(Problem details) Copy out all lines in the data below containing the string "hood".

□ □ □

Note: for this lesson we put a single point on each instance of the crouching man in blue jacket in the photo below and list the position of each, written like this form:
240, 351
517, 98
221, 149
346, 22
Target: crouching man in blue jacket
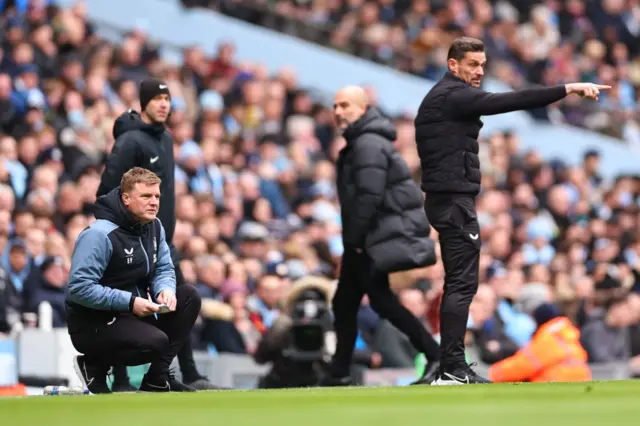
122, 303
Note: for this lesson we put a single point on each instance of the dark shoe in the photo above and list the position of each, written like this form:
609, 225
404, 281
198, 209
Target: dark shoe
202, 383
120, 380
92, 377
459, 375
163, 383
334, 381
122, 387
178, 386
430, 374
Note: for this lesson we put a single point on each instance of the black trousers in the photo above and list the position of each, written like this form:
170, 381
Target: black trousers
358, 277
128, 340
454, 217
185, 354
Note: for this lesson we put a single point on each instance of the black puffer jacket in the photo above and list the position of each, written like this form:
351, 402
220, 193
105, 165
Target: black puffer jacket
382, 207
448, 124
143, 145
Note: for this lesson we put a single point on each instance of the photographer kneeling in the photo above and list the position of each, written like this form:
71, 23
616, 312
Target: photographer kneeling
299, 342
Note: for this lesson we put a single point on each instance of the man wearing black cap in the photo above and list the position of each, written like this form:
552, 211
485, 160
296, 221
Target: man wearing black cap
143, 141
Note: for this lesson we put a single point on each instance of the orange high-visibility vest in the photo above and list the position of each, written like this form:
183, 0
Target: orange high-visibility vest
553, 355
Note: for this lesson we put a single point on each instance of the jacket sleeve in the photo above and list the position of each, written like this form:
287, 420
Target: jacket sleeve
122, 158
165, 275
370, 166
470, 101
90, 259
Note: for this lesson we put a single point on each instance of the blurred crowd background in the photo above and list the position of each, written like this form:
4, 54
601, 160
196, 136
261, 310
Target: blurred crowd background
255, 153
529, 42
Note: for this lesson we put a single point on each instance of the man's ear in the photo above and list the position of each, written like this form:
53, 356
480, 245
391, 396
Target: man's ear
453, 66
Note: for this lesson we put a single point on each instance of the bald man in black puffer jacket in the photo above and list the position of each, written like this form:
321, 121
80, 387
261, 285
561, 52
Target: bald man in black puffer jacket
385, 229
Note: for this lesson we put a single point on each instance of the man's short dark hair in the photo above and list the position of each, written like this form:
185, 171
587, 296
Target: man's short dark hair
462, 45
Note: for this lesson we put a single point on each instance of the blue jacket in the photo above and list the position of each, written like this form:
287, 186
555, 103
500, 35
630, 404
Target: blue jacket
115, 260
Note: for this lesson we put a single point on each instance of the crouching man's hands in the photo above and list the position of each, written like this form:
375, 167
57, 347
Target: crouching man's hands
143, 307
168, 298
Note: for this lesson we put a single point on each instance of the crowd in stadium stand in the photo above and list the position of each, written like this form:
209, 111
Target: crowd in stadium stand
256, 202
528, 42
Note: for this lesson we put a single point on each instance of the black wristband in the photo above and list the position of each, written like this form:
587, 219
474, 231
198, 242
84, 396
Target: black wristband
133, 298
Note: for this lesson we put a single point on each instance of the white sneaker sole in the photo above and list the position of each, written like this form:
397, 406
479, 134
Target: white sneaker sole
78, 369
440, 382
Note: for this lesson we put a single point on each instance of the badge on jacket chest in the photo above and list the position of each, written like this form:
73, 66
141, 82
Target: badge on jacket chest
128, 254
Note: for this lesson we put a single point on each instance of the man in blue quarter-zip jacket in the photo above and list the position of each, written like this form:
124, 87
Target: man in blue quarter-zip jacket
121, 275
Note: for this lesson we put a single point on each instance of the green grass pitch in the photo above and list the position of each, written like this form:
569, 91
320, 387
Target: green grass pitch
585, 404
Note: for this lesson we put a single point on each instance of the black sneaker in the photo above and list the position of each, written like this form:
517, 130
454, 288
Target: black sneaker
458, 375
122, 387
203, 383
92, 377
430, 374
330, 380
178, 386
167, 383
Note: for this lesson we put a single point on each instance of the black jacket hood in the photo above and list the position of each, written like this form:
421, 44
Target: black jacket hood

□ □ □

(Finished task)
Note: for this lesson we put a single point on each instance of the black jacket hood in the photo above and list the position of each, written like this form:
Target: black jacket hood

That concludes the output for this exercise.